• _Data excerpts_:
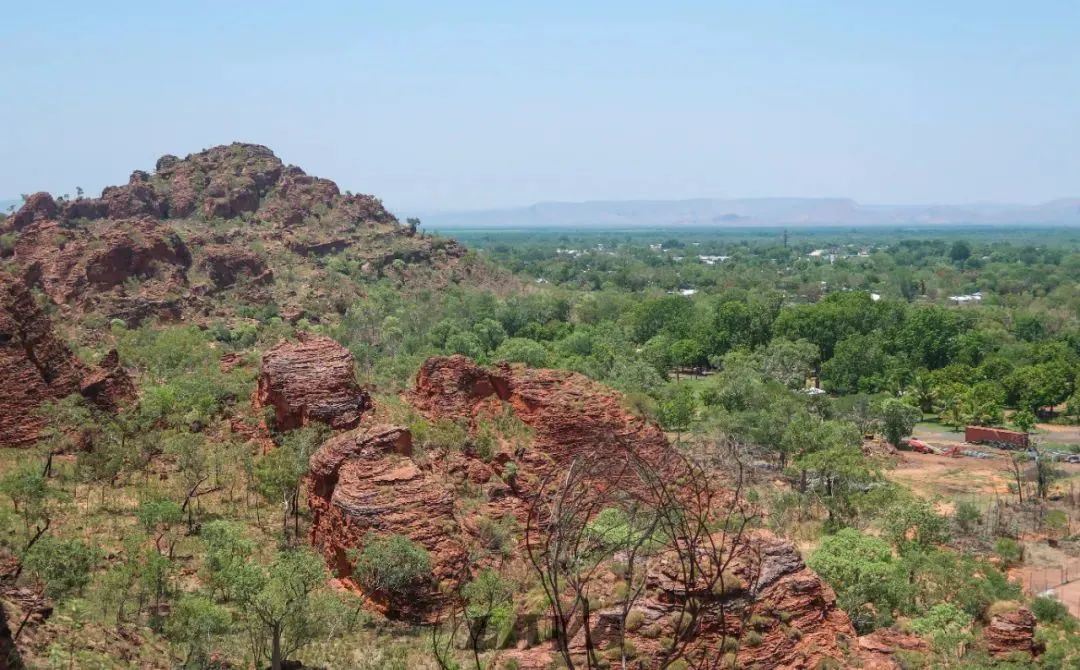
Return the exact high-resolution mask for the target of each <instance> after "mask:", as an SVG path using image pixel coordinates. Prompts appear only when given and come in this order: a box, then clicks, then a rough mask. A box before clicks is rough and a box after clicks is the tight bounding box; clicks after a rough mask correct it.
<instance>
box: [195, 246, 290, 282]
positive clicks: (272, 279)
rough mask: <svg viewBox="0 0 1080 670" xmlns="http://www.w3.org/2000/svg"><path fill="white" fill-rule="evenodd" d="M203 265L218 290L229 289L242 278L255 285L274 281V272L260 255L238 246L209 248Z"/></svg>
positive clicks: (204, 268)
mask: <svg viewBox="0 0 1080 670" xmlns="http://www.w3.org/2000/svg"><path fill="white" fill-rule="evenodd" d="M201 265H202V267H203V269H205V270H206V273H207V274H210V279H211V281H212V282H214V286H215V287H217V289H228V287H229V286H231V285H233V284H235V283H237V281H238V280H241V279H242V278H243V279H246V280H247V281H251V282H252V283H255V284H265V283H267V282H270V281H272V280H273V272H272V271H271V270H270V269H268V268H267V264H266V262H265V260H264V259H262V258H261V257H260V256H259V255H257V254H255V253H253V252H251V251H248V250H245V249H239V247H237V246H229V245H226V244H219V245H214V246H211V247H207V249H206V250H205V255H204V256H203V259H202V264H201Z"/></svg>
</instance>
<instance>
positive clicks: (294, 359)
mask: <svg viewBox="0 0 1080 670" xmlns="http://www.w3.org/2000/svg"><path fill="white" fill-rule="evenodd" d="M370 406H372V399H370V398H369V397H368V396H367V393H365V392H364V391H363V390H362V389H361V388H360V386H357V385H356V380H355V378H354V376H353V368H352V354H351V353H349V350H348V349H346V348H345V347H342V346H341V345H339V344H337V343H336V341H334V340H333V339H330V338H329V337H323V336H320V335H308V334H305V335H301V336H300V340H299V341H297V343H282V344H280V345H278V346H276V347H274V348H273V349H270V350H269V351H267V352H266V353H265V354H264V356H262V371H261V373H260V374H259V381H258V389H257V390H256V393H255V407H256V410H259V408H262V407H272V408H273V413H274V424H275V426H276V428H278V429H279V430H289V429H293V428H299V427H301V426H307V425H308V424H309V423H311V421H313V420H318V421H322V423H324V424H326V425H327V426H329V427H330V428H336V429H347V428H355V427H356V425H357V424H359V423H360V417H361V415H362V414H363V413H364V412H366V411H367V410H369V408H370Z"/></svg>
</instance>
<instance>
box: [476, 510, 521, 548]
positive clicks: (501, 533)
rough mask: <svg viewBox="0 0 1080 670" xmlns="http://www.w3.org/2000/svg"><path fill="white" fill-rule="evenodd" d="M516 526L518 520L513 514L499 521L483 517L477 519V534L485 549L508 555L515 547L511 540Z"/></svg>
mask: <svg viewBox="0 0 1080 670" xmlns="http://www.w3.org/2000/svg"><path fill="white" fill-rule="evenodd" d="M516 526H517V522H516V520H515V519H514V518H513V517H511V515H507V517H503V518H502V519H501V520H499V521H496V520H494V519H490V518H488V517H481V518H480V519H477V520H476V535H477V536H478V539H480V542H481V545H482V546H483V547H484V548H485V549H487V550H489V551H492V552H495V553H499V554H502V555H508V554H509V553H510V550H511V548H512V547H513V542H512V541H511V540H512V537H513V534H514V530H515V528H516Z"/></svg>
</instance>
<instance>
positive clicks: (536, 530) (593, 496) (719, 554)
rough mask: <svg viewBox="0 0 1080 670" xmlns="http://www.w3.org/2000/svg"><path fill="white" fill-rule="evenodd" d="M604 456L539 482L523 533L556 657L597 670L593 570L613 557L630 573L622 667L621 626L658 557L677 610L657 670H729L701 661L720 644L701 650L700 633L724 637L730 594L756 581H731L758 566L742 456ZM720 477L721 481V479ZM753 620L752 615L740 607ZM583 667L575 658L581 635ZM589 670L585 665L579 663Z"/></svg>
mask: <svg viewBox="0 0 1080 670" xmlns="http://www.w3.org/2000/svg"><path fill="white" fill-rule="evenodd" d="M605 453H606V455H605V456H604V457H596V456H592V457H590V458H583V457H579V458H576V459H575V460H573V461H571V464H570V465H569V467H567V468H565V469H563V470H559V471H557V472H554V473H552V474H550V475H549V477H548V478H546V479H545V480H543V481H542V483H541V485H540V487H539V490H538V493H537V494H536V495H535V497H534V498H532V500H531V505H530V509H529V512H528V515H527V522H526V528H525V545H526V549H527V552H528V558H529V560H530V562H531V563H532V566H534V568H535V569H536V572H537V574H538V575H539V577H540V581H541V585H542V587H543V589H544V591H545V593H546V595H548V599H549V601H550V603H551V609H552V627H553V635H554V642H555V645H556V648H557V651H558V653H559V655H561V656H562V657H563V660H564V662H565V664H566V665H567V667H568V668H577V667H584V668H589V669H592V668H596V667H597V666H598V664H597V658H596V645H595V642H594V640H593V621H592V618H593V615H594V614H595V613H594V612H592V608H591V593H592V591H593V582H594V580H595V579H596V576H597V575H598V574H599V572H600V568H602V567H603V566H604V565H605V564H608V562H609V561H610V560H611V559H613V558H616V557H617V558H618V561H619V562H620V563H623V564H624V565H625V568H624V572H623V575H622V576H623V577H624V579H625V582H626V586H627V588H626V595H625V598H624V599H623V600H622V602H621V603H620V605H619V609H618V619H619V620H618V640H617V642H618V644H619V645H620V658H621V660H622V664H621V665H622V667H623V668H626V667H629V666H627V662H629V659H627V653H626V641H625V637H626V620H627V618H629V617H630V614H631V612H632V609H633V608H634V606H635V604H636V603H637V602H638V600H639V599H640V597H642V595H643V593H644V592H645V590H646V586H647V580H648V577H649V574H650V563H651V562H652V561H653V560H654V559H656V558H657V557H664V558H665V559H666V562H667V563H669V564H674V566H675V568H674V574H671V572H672V571H671V569H669V571H667V578H669V579H670V581H671V584H669V585H667V587H666V588H669V589H670V590H671V591H672V593H673V594H674V595H675V600H676V602H677V604H676V605H675V609H674V612H673V615H674V617H673V619H674V620H675V621H676V625H675V627H676V631H675V632H676V634H675V638H674V643H673V644H672V645H671V647H670V648H666V649H664V651H662V653H661V656H660V658H659V660H660V662H661V665H660V667H661V668H667V667H669V666H671V665H672V664H674V662H675V661H676V660H678V659H681V658H685V659H687V660H688V661H689V662H692V664H696V665H694V667H696V668H719V667H720V666H721V665H723V662H724V659H723V657H721V656H720V655H717V654H715V653H713V654H704V653H702V652H703V651H704V646H703V645H705V644H708V645H710V646H713V645H715V643H716V640H715V637H712V635H710V639H708V640H707V641H702V640H700V639H699V632H701V630H702V627H703V625H705V624H707V625H708V627H710V630H714V629H718V630H720V634H721V635H723V637H721V640H720V641H719V643H720V648H724V647H725V642H726V639H727V637H728V630H727V628H726V624H727V617H726V614H727V613H726V607H727V605H726V601H727V600H729V598H730V595H731V592H732V590H733V587H734V586H735V585H738V588H740V589H747V588H753V582H754V581H756V579H753V578H752V579H750V580H748V581H750V582H751V584H750V585H748V584H747V580H746V579H743V578H739V577H737V576H735V575H734V574H733V572H732V569H733V567H734V565H735V562H737V561H739V562H740V565H742V566H743V571H744V573H752V572H753V571H754V569H755V566H756V565H758V564H759V563H760V561H759V558H758V560H756V561H755V560H754V555H753V551H752V548H751V547H750V545H748V542H747V541H746V538H747V531H748V528H750V526H751V524H752V522H753V520H754V518H755V515H756V512H755V510H754V508H753V506H751V505H750V504H747V502H746V501H745V500H743V498H742V493H743V491H742V488H743V480H744V470H743V467H742V464H741V461H740V460H739V453H740V452H739V445H738V444H734V443H731V442H729V441H727V440H720V441H718V442H717V443H716V444H715V445H714V446H713V448H711V450H705V451H704V453H702V454H701V456H702V457H701V458H691V457H689V456H688V455H686V454H685V453H684V452H683V451H681V450H674V448H673V450H667V451H665V452H663V453H660V454H657V453H642V452H639V451H637V450H635V448H634V447H632V446H626V445H617V446H616V447H609V445H605ZM713 466H723V472H727V473H728V475H727V477H724V478H721V477H719V475H718V469H716V468H714V467H713ZM611 509H615V510H618V513H619V515H620V519H621V523H619V524H613V525H612V524H605V523H600V520H602V513H608V510H611ZM744 609H748V608H744ZM579 632H580V633H581V638H582V640H583V643H584V654H583V660H581V661H579V660H578V658H576V656H581V655H580V654H575V653H573V652H572V651H571V646H570V641H571V640H572V639H575V638H576V637H577V635H578V633H579ZM582 662H583V664H584V665H583V666H582V665H581V664H582Z"/></svg>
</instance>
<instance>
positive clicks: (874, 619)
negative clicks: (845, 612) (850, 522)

• _Description of the task_: Copy the records above from the first line through the line containing "positive clicks: (272, 279)", both included, and leave out any pictures.

• _Output below_:
Return the exact high-resolution mask for the target of each <instance> after "mask:", as an SVG path using image pixel coordinates. Prompts appear only when given and come in this order: a box, then clicks, then a rough mask. A box before clicks is rough and a box after clicks is the tight bounding box; clicks after a rough mask correct it.
<instance>
box: [195, 246, 290, 282]
positive clicks: (272, 279)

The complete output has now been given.